EXERCISE AIM:
Could you filter the data below down to the lines that hold the word "blue"?

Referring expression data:
Content starts
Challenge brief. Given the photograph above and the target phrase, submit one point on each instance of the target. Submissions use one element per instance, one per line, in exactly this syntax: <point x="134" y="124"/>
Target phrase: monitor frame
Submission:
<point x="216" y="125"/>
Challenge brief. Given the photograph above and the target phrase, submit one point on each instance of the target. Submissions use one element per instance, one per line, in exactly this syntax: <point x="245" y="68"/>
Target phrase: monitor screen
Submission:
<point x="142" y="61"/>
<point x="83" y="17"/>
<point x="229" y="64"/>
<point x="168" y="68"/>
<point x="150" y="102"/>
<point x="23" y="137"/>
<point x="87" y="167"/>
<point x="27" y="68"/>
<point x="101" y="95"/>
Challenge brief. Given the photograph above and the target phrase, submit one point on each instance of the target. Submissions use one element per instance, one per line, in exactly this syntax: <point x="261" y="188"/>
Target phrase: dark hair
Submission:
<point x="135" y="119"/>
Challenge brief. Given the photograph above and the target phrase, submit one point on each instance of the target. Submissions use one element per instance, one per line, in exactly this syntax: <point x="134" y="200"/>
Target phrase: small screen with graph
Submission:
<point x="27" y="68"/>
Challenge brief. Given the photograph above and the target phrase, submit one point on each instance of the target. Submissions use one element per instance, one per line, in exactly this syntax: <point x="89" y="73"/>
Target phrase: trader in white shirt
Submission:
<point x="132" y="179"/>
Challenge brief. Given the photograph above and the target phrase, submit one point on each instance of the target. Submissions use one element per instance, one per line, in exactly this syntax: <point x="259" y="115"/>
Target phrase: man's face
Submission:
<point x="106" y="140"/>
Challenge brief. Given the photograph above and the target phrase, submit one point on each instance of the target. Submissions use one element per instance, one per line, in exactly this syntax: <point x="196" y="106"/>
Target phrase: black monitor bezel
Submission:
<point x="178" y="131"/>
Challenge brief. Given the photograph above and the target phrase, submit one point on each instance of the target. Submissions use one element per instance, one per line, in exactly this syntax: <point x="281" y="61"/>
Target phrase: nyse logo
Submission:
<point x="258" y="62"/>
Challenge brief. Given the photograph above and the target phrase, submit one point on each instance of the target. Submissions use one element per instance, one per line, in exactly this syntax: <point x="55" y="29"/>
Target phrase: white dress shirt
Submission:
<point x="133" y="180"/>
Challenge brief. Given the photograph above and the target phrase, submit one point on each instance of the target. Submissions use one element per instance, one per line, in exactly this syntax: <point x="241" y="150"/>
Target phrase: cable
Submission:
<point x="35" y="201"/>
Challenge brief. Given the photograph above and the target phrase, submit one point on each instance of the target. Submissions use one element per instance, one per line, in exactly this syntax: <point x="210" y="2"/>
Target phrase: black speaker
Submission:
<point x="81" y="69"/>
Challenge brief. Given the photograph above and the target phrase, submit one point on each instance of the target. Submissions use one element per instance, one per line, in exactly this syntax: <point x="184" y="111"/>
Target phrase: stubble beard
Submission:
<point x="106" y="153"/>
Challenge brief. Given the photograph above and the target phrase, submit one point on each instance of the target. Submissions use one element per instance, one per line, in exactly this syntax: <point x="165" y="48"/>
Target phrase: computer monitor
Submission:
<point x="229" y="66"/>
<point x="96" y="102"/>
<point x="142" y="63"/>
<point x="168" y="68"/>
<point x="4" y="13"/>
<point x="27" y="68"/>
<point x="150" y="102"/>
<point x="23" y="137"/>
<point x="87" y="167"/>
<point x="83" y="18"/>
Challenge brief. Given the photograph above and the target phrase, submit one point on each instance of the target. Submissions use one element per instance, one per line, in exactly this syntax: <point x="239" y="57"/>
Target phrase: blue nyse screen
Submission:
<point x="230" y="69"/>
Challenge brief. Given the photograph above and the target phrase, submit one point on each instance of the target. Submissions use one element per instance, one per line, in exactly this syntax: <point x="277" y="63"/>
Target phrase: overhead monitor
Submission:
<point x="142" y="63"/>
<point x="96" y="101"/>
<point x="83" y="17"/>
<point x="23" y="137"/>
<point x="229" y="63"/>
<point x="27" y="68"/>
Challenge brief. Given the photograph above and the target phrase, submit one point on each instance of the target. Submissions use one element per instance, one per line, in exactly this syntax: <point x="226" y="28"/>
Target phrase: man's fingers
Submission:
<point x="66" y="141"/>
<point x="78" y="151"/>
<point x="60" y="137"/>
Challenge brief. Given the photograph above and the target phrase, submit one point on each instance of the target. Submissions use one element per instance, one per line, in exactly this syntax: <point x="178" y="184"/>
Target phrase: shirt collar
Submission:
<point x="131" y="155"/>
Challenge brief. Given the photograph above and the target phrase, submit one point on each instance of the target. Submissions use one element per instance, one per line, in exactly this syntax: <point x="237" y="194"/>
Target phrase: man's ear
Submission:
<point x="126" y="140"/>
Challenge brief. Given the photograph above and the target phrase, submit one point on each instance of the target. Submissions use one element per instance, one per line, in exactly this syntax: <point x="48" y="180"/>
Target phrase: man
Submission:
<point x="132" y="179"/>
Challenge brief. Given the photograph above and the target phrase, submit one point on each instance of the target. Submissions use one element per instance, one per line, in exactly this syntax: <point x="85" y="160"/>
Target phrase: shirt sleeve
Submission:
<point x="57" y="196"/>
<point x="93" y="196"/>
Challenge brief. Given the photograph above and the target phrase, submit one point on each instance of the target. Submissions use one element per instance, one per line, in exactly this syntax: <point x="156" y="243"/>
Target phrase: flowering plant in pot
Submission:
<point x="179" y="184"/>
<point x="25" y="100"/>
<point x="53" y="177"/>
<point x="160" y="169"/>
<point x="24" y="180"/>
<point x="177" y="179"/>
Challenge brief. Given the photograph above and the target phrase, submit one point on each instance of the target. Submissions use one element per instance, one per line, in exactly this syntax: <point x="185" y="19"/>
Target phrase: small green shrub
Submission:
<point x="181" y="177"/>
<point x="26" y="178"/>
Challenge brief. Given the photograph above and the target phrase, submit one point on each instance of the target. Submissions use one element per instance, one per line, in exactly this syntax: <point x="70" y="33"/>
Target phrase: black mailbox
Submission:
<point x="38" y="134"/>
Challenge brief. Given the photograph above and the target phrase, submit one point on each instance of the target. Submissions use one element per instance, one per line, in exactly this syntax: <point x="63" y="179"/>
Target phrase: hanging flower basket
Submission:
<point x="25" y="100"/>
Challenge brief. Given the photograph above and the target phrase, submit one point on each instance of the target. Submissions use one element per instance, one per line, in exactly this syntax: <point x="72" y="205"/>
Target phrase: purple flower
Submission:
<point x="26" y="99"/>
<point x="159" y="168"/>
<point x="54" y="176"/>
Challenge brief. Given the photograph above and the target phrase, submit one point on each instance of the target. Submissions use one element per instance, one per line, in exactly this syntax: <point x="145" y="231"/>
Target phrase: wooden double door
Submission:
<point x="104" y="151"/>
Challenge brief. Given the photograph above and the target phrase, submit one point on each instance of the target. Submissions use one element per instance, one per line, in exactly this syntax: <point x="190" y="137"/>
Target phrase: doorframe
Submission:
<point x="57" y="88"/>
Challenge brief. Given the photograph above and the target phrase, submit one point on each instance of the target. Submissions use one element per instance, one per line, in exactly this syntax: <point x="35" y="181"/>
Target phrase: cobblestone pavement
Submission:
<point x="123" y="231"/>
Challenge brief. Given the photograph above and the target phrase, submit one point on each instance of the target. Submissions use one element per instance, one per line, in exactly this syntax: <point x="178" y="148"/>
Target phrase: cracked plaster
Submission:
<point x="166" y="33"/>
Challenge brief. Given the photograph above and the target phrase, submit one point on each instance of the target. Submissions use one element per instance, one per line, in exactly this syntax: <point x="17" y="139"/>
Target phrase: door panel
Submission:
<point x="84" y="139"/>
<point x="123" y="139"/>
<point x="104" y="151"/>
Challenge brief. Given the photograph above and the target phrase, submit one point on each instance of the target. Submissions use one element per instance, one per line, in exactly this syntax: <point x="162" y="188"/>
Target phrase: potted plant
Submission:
Content ends
Content starts
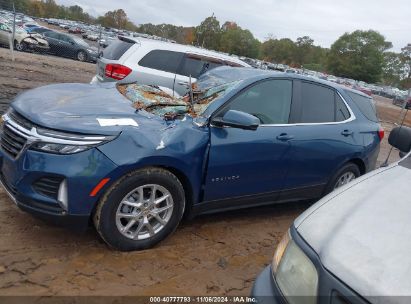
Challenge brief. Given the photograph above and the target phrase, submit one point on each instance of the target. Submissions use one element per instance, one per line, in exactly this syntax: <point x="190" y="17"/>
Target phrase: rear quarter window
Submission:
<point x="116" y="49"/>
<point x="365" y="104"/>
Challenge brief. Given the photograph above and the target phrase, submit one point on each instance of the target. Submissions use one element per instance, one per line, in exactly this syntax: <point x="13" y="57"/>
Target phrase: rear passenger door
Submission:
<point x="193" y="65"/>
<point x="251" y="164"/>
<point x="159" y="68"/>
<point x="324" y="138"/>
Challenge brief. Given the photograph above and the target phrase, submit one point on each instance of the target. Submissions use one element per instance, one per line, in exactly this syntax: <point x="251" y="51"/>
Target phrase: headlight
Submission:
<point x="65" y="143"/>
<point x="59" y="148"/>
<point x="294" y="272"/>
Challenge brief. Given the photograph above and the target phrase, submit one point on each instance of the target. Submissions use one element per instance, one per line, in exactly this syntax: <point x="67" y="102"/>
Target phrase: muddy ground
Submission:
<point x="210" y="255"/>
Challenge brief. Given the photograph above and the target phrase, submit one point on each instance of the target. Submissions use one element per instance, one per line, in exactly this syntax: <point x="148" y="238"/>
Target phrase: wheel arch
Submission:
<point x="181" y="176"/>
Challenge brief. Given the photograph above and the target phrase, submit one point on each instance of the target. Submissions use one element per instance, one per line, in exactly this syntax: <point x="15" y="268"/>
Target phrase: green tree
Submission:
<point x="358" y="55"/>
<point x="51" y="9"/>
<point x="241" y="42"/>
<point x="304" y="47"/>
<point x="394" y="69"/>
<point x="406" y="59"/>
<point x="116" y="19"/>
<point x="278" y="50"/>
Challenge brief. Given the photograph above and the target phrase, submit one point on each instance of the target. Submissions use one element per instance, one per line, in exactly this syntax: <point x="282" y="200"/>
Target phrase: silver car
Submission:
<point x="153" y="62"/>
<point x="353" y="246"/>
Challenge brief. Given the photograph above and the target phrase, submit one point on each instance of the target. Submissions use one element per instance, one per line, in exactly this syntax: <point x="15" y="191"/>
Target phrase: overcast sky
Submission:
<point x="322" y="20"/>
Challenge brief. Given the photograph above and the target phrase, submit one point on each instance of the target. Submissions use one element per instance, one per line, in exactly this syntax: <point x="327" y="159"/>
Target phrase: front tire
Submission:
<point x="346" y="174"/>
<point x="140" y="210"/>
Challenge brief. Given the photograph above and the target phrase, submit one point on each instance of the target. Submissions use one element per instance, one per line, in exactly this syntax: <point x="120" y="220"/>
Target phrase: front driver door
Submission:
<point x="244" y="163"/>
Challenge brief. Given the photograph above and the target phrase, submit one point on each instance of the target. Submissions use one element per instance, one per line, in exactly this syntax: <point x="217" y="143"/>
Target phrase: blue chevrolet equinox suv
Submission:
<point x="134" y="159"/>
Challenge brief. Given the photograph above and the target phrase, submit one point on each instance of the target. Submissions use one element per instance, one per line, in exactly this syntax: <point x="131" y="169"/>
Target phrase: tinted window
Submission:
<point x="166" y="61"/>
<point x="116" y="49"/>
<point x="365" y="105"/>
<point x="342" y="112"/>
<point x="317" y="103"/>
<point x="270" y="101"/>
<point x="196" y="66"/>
Content ends
ANSWER TO THIS PROBLEM:
Target phrase: blue nyse screen
Target phrase: blue chevrolet equinox suv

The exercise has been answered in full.